(Excerpts from a location annotation dataset)
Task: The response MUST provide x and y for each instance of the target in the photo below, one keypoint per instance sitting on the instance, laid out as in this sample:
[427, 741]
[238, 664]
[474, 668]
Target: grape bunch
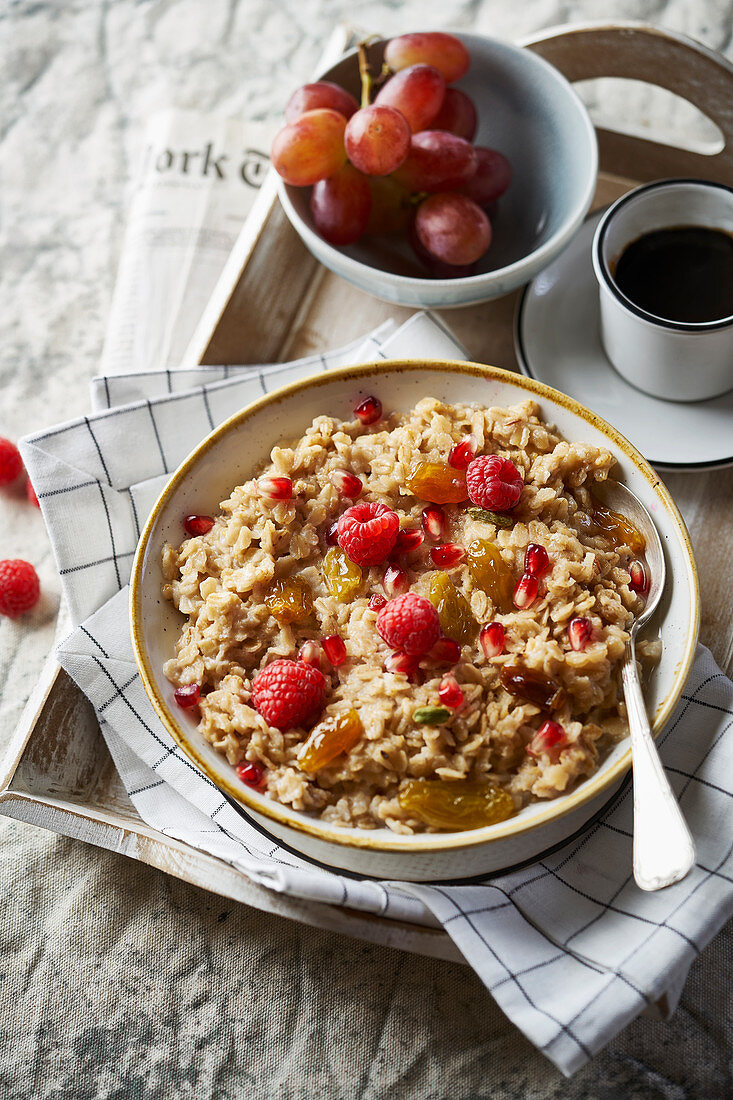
[401, 162]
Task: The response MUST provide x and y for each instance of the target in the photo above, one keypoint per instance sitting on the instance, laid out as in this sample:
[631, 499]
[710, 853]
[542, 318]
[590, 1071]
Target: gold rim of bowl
[386, 840]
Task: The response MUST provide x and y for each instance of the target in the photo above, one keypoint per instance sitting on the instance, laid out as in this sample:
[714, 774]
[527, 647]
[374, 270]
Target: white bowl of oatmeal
[395, 644]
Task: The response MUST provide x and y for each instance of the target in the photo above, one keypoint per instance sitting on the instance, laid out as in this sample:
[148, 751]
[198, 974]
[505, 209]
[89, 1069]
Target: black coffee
[682, 274]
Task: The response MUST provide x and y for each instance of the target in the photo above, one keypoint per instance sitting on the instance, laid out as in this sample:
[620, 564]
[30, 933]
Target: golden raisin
[612, 526]
[456, 804]
[328, 739]
[491, 573]
[535, 686]
[342, 575]
[437, 482]
[290, 601]
[453, 612]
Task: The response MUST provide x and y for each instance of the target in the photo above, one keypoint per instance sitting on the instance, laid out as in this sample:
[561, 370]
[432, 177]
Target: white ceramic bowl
[529, 112]
[230, 455]
[675, 360]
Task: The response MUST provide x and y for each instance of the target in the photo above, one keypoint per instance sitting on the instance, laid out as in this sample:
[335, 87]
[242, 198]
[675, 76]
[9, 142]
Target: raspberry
[10, 462]
[493, 483]
[409, 623]
[368, 532]
[288, 694]
[19, 587]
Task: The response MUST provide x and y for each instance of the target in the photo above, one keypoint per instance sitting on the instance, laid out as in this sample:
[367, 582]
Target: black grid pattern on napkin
[551, 942]
[96, 463]
[501, 925]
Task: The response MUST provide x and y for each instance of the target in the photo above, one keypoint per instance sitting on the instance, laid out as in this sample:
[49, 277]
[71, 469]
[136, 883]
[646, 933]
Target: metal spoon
[664, 849]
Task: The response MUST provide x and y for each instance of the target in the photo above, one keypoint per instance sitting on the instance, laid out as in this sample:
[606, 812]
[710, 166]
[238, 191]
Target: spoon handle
[664, 849]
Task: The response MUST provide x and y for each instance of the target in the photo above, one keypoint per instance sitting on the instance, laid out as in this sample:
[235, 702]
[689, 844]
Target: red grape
[309, 149]
[417, 91]
[340, 206]
[324, 94]
[445, 52]
[438, 268]
[452, 228]
[391, 208]
[378, 140]
[437, 162]
[492, 177]
[458, 114]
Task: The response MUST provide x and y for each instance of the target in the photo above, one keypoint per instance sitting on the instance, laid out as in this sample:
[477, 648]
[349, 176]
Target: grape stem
[368, 81]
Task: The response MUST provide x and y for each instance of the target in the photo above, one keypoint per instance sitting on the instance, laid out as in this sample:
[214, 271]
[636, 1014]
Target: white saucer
[557, 341]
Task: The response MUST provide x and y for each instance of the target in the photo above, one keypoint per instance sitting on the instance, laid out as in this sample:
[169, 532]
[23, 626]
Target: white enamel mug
[678, 361]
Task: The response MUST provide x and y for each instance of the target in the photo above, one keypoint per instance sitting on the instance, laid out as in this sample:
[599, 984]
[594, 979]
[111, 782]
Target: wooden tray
[57, 772]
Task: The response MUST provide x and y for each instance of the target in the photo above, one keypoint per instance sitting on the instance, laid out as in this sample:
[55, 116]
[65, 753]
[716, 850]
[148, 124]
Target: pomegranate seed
[492, 639]
[462, 453]
[395, 581]
[549, 738]
[332, 534]
[187, 695]
[449, 692]
[369, 410]
[526, 590]
[402, 662]
[580, 633]
[250, 773]
[536, 561]
[446, 651]
[310, 653]
[197, 525]
[335, 649]
[447, 556]
[275, 488]
[407, 540]
[434, 523]
[639, 581]
[347, 484]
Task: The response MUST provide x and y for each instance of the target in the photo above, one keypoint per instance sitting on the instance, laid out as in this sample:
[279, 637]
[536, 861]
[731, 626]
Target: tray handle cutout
[639, 52]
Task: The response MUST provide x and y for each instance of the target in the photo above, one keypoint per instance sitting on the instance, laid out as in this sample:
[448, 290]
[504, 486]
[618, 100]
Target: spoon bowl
[664, 849]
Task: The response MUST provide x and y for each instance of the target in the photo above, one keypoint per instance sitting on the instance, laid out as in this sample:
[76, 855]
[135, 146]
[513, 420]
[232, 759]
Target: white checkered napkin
[569, 947]
[97, 477]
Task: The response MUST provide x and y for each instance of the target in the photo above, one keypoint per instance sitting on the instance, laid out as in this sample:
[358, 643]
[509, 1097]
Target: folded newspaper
[197, 178]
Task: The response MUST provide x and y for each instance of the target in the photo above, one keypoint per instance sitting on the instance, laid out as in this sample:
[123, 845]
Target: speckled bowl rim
[423, 842]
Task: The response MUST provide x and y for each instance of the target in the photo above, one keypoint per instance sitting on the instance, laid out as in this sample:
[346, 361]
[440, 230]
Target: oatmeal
[411, 620]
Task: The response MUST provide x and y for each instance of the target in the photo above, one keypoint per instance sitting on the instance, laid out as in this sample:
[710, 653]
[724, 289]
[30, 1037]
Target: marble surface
[120, 981]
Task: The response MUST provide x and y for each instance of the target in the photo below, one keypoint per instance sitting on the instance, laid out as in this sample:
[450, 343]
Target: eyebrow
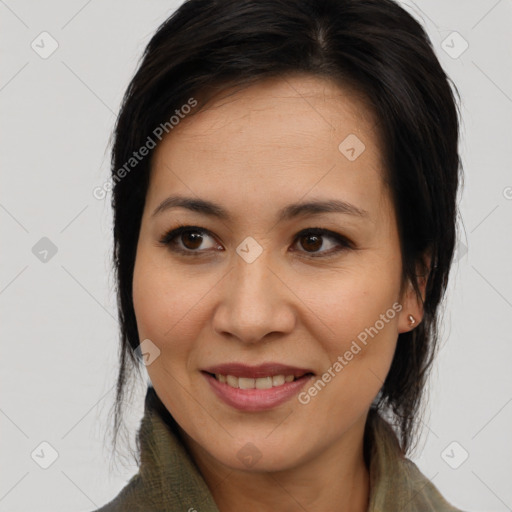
[288, 212]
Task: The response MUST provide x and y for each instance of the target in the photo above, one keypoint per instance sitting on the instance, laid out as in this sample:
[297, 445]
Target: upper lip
[254, 372]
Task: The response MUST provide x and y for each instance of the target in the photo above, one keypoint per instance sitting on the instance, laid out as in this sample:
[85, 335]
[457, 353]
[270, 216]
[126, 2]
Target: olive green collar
[168, 479]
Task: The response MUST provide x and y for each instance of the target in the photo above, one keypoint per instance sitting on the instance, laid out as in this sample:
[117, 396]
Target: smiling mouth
[267, 382]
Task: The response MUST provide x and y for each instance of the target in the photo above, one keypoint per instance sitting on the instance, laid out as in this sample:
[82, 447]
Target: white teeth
[245, 383]
[278, 380]
[259, 383]
[264, 383]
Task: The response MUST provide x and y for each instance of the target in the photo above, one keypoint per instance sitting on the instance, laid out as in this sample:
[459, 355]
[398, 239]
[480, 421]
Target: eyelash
[169, 240]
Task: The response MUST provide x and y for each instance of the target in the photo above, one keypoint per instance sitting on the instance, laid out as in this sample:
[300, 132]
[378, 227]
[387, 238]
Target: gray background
[59, 329]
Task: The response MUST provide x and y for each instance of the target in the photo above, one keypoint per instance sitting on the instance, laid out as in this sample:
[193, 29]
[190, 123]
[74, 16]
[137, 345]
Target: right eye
[187, 240]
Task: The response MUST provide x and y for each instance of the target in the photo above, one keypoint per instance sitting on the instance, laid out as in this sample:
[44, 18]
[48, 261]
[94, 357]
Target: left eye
[313, 239]
[188, 240]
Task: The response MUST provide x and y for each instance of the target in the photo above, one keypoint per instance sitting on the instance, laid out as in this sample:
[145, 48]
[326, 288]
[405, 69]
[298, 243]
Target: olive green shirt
[168, 480]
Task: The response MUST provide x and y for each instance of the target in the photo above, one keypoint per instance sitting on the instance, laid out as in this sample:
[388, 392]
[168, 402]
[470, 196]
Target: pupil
[316, 245]
[195, 239]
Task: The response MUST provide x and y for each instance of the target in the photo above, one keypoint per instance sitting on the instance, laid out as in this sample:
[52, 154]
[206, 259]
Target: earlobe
[413, 305]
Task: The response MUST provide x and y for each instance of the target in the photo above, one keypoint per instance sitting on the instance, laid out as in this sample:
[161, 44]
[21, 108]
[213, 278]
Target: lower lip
[256, 399]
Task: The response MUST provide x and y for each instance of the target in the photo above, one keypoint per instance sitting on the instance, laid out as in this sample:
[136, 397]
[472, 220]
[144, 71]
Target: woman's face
[252, 295]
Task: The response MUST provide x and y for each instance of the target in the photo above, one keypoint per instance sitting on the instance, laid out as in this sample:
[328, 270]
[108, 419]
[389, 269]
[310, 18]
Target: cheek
[169, 304]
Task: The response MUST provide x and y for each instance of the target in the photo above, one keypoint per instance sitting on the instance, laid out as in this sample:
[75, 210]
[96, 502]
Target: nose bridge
[254, 302]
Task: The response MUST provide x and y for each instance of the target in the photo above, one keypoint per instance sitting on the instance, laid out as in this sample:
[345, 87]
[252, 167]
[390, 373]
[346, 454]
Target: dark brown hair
[373, 46]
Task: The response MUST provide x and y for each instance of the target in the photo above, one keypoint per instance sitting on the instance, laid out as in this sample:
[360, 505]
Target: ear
[411, 304]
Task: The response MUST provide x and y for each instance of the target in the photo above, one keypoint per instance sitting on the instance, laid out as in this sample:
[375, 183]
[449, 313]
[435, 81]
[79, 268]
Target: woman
[285, 180]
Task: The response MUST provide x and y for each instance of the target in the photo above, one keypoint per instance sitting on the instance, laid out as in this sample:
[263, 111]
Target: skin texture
[254, 152]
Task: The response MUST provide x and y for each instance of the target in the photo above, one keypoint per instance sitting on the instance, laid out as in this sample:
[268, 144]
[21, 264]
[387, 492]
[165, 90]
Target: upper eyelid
[324, 232]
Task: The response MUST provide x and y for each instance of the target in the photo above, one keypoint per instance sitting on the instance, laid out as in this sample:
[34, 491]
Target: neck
[335, 480]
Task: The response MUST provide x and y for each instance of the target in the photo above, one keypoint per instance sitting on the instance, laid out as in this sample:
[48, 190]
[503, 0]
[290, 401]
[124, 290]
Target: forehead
[276, 138]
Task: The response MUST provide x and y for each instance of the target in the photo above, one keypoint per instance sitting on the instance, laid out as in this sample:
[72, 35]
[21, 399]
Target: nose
[255, 302]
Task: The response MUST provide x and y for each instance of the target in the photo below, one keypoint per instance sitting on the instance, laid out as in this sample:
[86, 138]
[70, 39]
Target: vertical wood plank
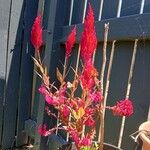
[140, 94]
[147, 6]
[78, 10]
[26, 72]
[13, 73]
[117, 89]
[96, 6]
[4, 24]
[109, 9]
[48, 51]
[130, 7]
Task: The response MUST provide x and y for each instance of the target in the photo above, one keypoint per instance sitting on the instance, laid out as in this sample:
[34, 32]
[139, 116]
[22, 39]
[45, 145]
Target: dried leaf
[79, 113]
[38, 65]
[46, 79]
[59, 76]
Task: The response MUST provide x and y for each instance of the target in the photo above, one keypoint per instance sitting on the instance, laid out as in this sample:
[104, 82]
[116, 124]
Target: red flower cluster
[82, 107]
[123, 108]
[87, 77]
[70, 42]
[88, 37]
[36, 33]
[42, 130]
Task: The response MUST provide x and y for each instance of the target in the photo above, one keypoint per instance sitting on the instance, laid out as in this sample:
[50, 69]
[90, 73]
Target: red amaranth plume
[36, 33]
[70, 42]
[123, 108]
[88, 37]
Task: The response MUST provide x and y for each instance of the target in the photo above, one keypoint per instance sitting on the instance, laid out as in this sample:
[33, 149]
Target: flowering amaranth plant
[75, 112]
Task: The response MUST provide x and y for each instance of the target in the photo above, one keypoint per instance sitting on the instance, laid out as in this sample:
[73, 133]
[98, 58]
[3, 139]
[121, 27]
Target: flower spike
[36, 33]
[70, 42]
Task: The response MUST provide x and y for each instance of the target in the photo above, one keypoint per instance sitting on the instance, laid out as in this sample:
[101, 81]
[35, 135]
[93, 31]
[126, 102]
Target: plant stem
[102, 111]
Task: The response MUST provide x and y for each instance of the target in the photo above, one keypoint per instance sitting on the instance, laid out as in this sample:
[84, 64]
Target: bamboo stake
[65, 62]
[100, 10]
[108, 74]
[128, 90]
[119, 8]
[142, 6]
[78, 58]
[101, 132]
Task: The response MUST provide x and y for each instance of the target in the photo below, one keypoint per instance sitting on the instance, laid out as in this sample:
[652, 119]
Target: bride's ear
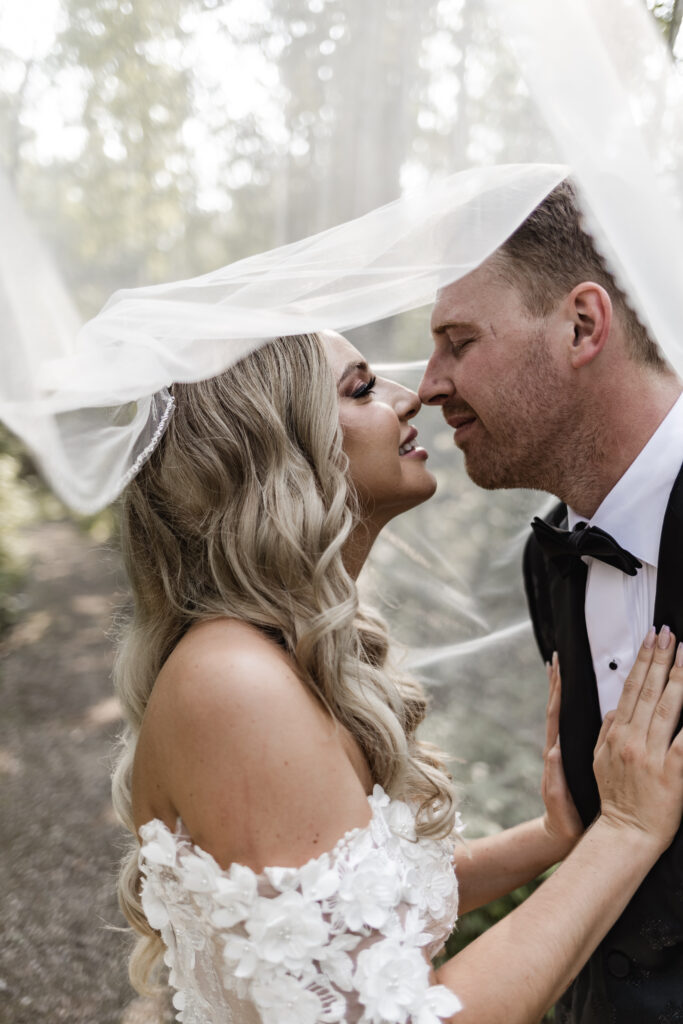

Instructions to follow:
Identify every line in the material above that contains the string "napkin", and copy each of those lines in full.

Solution for this exercise:
Target: black grid pattern on napkin
Target: white checkered napkin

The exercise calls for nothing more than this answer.